Das dürfte auch daran liegen, dass Netto mit 3500 unterschiedlichen Artikeln das größte Sortiment aller Discounter bietet. Selbst Bier in Mehrwegflaschen und regionale Produkte finden sich in den Regalen. In den aufgeräumten Großfilialen am Stadtrand oder auf dem platten Land besitzt ein solches Konzept durchaus Charme. Die Kunden finden alles, was sie brauchen, ohne anschließend noch zum Supermarkt fahren zu müssen. Selbst Schmelzfett, Mehl in der Großpackung und halbe Schweine am Schlachttag gehörten bis vor ein paar Jahren zu den Standards in der wöchentlichen Werbung.

Doch spätestens mit der Übernahme von Plus änderte sich die Stimmung in den Netto-Läden. Die zahlreichen dazu gekommenen wuseligen Einkaufsbunker in den Innenstädten ließen die Sortimentsvielfalt an bauliche Grenzen stoßen. Zugestellte Gänge und kreischend rote Aktionsschilder machen kleine Filialen zu einem wahren Einkaufslabyrinth. Viele Kunden sind verwirrt: Die Öffnungszeiten der Märkte unterscheiden sich mitunter von einer Straßenkreuzung zur anderen. Zudem macht sich im Norden und Osten neben dem Netto mit rot-gelbem Schriftzug eine Netto-Ladenkette mit schwarzem Hund im Logo breit. Die zurzeit rund 300 Filialen des gleichnamigen Konkurrenten gehören mehrheitlich dem dänischen Reederei-Konzern Moeller-Maersk.

Der Rotstift regiert

In den Geschäften selbst regiert trotz der Umbauarbeiten rigoros der Rotstift, berichten Mitarbeiter. In einigen Filiallagern soll etwa jede zweite Lampe abgeschaltet worden sein, um die Energiekosten zu drosseln. Vergilbte Pausenräume aus der Plus-Ära wurden vielfach nicht renoviert. Knausrig zeigte sich das Unternehmen auch bei der Arbeitskleidung: Pro Person seien gerade mal zwei leuchtend rote Netto-T-Shirts verteilt worden, klagt ein Kassierer aus dem Rheinland. Und das, obwohl die Zentrale doch immer so stolz auf ihre Frischekompetenz sei. Netto selbst begründet das Sparen an den Pausenräumen mit "Engpässen in den Umbaukapazitäten"; das Tragen von Netto-Shirts sei den Beschäftigten freigestellt. Ist das Gratis-Kontingent erschöpft, dürfen die Mitarbeiter "jederzei"“ weitere Shirts erwerben – "zu einem äußerst günstigen Preis".

────────

__Anweisung 1__.
Zähle, in wie vielen Zeilen der Auflistung unten das Wort "rock" vorkommt, und gib nur die Zahl an. Groß- und Kleinschreibung zählt.

Ein Datenblock
────────

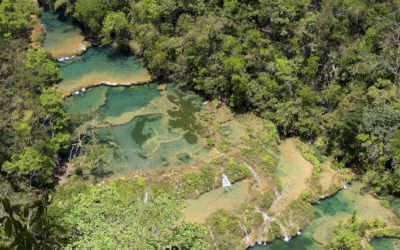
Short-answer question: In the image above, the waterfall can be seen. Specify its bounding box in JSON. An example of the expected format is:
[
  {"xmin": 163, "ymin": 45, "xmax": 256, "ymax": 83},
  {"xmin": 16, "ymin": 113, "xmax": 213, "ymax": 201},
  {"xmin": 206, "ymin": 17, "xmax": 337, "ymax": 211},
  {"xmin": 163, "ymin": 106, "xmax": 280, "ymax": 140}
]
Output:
[
  {"xmin": 254, "ymin": 205, "xmax": 271, "ymax": 222},
  {"xmin": 222, "ymin": 174, "xmax": 232, "ymax": 188},
  {"xmin": 340, "ymin": 180, "xmax": 347, "ymax": 189},
  {"xmin": 275, "ymin": 188, "xmax": 282, "ymax": 201},
  {"xmin": 242, "ymin": 160, "xmax": 261, "ymax": 182},
  {"xmin": 278, "ymin": 223, "xmax": 290, "ymax": 242},
  {"xmin": 238, "ymin": 221, "xmax": 251, "ymax": 245},
  {"xmin": 208, "ymin": 229, "xmax": 215, "ymax": 241}
]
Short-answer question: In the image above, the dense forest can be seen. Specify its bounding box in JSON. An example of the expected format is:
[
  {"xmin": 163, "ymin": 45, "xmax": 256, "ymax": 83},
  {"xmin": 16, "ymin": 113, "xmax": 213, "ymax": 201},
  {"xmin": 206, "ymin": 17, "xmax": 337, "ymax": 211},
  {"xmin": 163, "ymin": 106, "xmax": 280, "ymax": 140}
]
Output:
[
  {"xmin": 44, "ymin": 0, "xmax": 400, "ymax": 193},
  {"xmin": 0, "ymin": 0, "xmax": 400, "ymax": 249}
]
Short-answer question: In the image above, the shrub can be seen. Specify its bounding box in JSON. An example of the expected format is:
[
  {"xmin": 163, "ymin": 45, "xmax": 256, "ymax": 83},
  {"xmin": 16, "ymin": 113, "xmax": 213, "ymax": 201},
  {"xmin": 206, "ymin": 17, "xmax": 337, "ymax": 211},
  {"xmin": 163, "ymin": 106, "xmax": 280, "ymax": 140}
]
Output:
[
  {"xmin": 225, "ymin": 158, "xmax": 251, "ymax": 182},
  {"xmin": 260, "ymin": 190, "xmax": 275, "ymax": 209}
]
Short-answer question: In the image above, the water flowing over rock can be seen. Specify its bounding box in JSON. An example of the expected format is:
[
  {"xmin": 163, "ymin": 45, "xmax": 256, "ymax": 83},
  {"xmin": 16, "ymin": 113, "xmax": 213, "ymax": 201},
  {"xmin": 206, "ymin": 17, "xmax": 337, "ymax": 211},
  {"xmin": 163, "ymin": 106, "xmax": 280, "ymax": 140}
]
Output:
[
  {"xmin": 254, "ymin": 205, "xmax": 272, "ymax": 223},
  {"xmin": 242, "ymin": 160, "xmax": 261, "ymax": 182},
  {"xmin": 238, "ymin": 221, "xmax": 252, "ymax": 245},
  {"xmin": 222, "ymin": 174, "xmax": 232, "ymax": 188}
]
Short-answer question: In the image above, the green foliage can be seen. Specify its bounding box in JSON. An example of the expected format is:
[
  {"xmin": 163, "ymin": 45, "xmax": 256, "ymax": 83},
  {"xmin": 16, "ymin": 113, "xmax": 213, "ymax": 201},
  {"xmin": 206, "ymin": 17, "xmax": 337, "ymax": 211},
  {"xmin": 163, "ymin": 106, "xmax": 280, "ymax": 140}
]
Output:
[
  {"xmin": 329, "ymin": 215, "xmax": 365, "ymax": 250},
  {"xmin": 260, "ymin": 190, "xmax": 275, "ymax": 209},
  {"xmin": 0, "ymin": 0, "xmax": 39, "ymax": 39},
  {"xmin": 74, "ymin": 0, "xmax": 112, "ymax": 34},
  {"xmin": 50, "ymin": 179, "xmax": 210, "ymax": 249},
  {"xmin": 181, "ymin": 165, "xmax": 216, "ymax": 198},
  {"xmin": 296, "ymin": 140, "xmax": 322, "ymax": 181},
  {"xmin": 47, "ymin": 0, "xmax": 400, "ymax": 195},
  {"xmin": 24, "ymin": 48, "xmax": 60, "ymax": 85},
  {"xmin": 206, "ymin": 209, "xmax": 243, "ymax": 249},
  {"xmin": 224, "ymin": 158, "xmax": 251, "ymax": 183},
  {"xmin": 2, "ymin": 147, "xmax": 53, "ymax": 186},
  {"xmin": 0, "ymin": 198, "xmax": 58, "ymax": 249},
  {"xmin": 168, "ymin": 222, "xmax": 211, "ymax": 250},
  {"xmin": 100, "ymin": 12, "xmax": 129, "ymax": 44}
]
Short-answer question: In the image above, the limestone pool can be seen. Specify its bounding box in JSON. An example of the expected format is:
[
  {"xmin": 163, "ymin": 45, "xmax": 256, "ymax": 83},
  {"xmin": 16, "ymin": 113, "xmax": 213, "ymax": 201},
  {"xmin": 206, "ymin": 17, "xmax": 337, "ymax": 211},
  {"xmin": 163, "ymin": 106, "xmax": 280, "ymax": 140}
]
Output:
[
  {"xmin": 40, "ymin": 11, "xmax": 84, "ymax": 58},
  {"xmin": 252, "ymin": 182, "xmax": 400, "ymax": 250},
  {"xmin": 41, "ymin": 12, "xmax": 205, "ymax": 173},
  {"xmin": 41, "ymin": 9, "xmax": 400, "ymax": 250},
  {"xmin": 65, "ymin": 83, "xmax": 205, "ymax": 172}
]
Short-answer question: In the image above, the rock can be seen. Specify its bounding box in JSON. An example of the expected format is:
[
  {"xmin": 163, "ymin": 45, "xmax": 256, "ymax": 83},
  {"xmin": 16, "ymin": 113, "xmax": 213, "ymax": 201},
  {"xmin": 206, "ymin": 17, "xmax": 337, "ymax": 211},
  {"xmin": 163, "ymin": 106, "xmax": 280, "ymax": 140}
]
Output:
[{"xmin": 157, "ymin": 84, "xmax": 167, "ymax": 91}]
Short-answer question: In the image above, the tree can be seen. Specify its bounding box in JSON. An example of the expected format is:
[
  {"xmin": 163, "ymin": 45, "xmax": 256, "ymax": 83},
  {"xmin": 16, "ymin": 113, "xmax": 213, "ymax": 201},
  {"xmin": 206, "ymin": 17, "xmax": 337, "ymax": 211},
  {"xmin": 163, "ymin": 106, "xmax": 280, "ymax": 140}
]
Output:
[
  {"xmin": 1, "ymin": 147, "xmax": 53, "ymax": 187},
  {"xmin": 0, "ymin": 198, "xmax": 58, "ymax": 250},
  {"xmin": 74, "ymin": 0, "xmax": 109, "ymax": 34},
  {"xmin": 100, "ymin": 12, "xmax": 129, "ymax": 45}
]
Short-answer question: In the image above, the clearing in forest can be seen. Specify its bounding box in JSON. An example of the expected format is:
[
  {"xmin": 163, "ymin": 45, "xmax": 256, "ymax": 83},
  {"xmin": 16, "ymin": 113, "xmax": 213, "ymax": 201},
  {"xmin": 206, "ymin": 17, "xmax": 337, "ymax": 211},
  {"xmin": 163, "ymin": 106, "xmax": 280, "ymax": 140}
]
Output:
[{"xmin": 270, "ymin": 138, "xmax": 313, "ymax": 213}]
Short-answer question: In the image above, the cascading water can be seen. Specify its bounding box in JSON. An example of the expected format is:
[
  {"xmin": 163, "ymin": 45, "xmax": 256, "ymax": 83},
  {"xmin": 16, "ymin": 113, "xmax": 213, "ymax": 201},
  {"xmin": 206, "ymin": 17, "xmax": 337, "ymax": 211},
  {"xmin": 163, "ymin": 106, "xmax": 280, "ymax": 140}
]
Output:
[
  {"xmin": 254, "ymin": 205, "xmax": 271, "ymax": 222},
  {"xmin": 222, "ymin": 174, "xmax": 232, "ymax": 189},
  {"xmin": 238, "ymin": 221, "xmax": 252, "ymax": 245},
  {"xmin": 341, "ymin": 181, "xmax": 347, "ymax": 189},
  {"xmin": 242, "ymin": 160, "xmax": 261, "ymax": 182}
]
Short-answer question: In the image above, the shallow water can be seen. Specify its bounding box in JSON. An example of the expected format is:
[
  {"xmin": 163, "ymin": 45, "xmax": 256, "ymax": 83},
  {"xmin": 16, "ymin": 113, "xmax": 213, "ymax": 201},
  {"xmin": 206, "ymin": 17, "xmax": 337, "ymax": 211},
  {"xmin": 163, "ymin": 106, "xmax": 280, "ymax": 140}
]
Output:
[
  {"xmin": 370, "ymin": 238, "xmax": 400, "ymax": 250},
  {"xmin": 40, "ymin": 11, "xmax": 83, "ymax": 57},
  {"xmin": 269, "ymin": 138, "xmax": 313, "ymax": 213},
  {"xmin": 252, "ymin": 182, "xmax": 394, "ymax": 250},
  {"xmin": 57, "ymin": 47, "xmax": 150, "ymax": 95},
  {"xmin": 183, "ymin": 180, "xmax": 250, "ymax": 223}
]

────────

__Anweisung 2__.
Wie viele unterschiedliche Artikel hat Netto laut dem Text über Netto im Sortiment?

__Vollständige Lösung 1__.
2

__Vollständige Lösung 2__.
3500 unterschiedliche Artikel.